**Given request**
Rewrite the lines below, swapping "defensive-line review" for "offensive-line review" and changing nothing else.

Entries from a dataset
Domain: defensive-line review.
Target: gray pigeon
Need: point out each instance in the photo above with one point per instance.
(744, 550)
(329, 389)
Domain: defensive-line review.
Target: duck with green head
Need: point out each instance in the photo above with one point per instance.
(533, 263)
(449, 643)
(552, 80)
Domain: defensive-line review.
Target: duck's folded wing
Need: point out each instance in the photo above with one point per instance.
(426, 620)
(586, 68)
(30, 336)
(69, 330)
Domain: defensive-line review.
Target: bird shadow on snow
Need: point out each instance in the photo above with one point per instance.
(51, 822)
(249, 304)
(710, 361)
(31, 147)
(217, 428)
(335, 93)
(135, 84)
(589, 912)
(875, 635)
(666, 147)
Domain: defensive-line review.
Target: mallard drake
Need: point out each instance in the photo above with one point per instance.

**Exercise output**
Domain: offensive-line review.
Target: gray pigeon
Need: point out each instance in the photo above with one point per instance.
(744, 550)
(329, 389)
Domain: offensive-line review.
Target: duck with green head
Need: point out each instance in the photo above with one point per instance.
(533, 263)
(449, 643)
(552, 80)
Domain: offensive-line review.
Target: duck's folded wing
Need: point out each instance in the photo above with one point per instance.
(426, 620)
(586, 68)
(30, 336)
(69, 330)
Domain: offensive-line review.
Target: bird shadow on snow
Need: point out each instance in the photo above with one point per instance.
(51, 822)
(249, 304)
(710, 361)
(31, 147)
(217, 428)
(335, 93)
(135, 84)
(589, 912)
(875, 635)
(666, 147)
Domain: offensive-line review.
Target: mallard drake
Need: point out each instance in the photo above with one point per instance.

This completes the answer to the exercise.